# [Problem]
Please state how much the fundraiser had raised in the last 2 weeks, according to the passage below about a family's changed life.

# [Excerpted passage]

This whole experience has been so healing. It took me a long time to realize that I was in mourning. I still have my child and he is still for the most part healthy and happy. However, life has completely changed for our family. Things aren't so simple. Everything is meticulously calculated and planned out. I didn't realize how simple things had been before. We had been stuck in survival mode just trying to adjust to the new day to day tasks that I never actually took the time to think about how much this all, for the lack of a better word, SUCKS. I was mourning for the loss of the carefree life of my son. I was mourning the fact that my child was now faced with more grown up things, that he has been faced with his mortality, that he now sees a therapist, the fact that he has more doctors than the rest of us combined. Life seemed difficult before but I now long for the simplicity of being able to say, "Just grab something to eat," to my hungry child. Our life these last few months has been defined as before and after. Now we are slowly being able to say once again, here and now.
In the last 2 weeks we have raised over $2000 and it's growing more everyday. I know we have not come this far on our own. I know the Lord's hand has guided us every step of the way. I was reminded of this the other night as we were having family prayer before bed. It was Connor's turn. As he went through the normal, thank you for this day, thank you for our family, etc. I was overwhelmed when I heard my sweet son say, "Please bless those that have helped us with my fundraiser. Please help them to know how thankful we are for them." And I am, SO thankful for them. I will never be able to fully express the gratitude I have for the many people who have so greatly blessed our family.

# [Dataset extract]
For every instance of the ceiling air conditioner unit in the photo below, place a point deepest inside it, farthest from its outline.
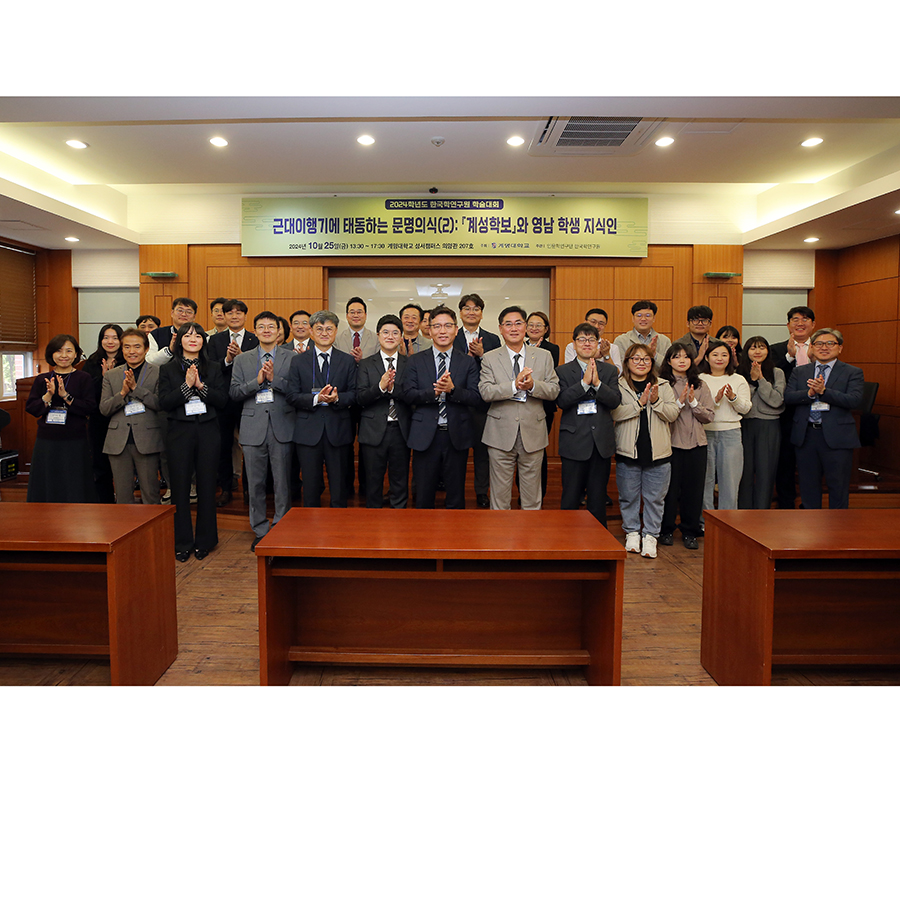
(593, 136)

# [Task response]
Over $2000.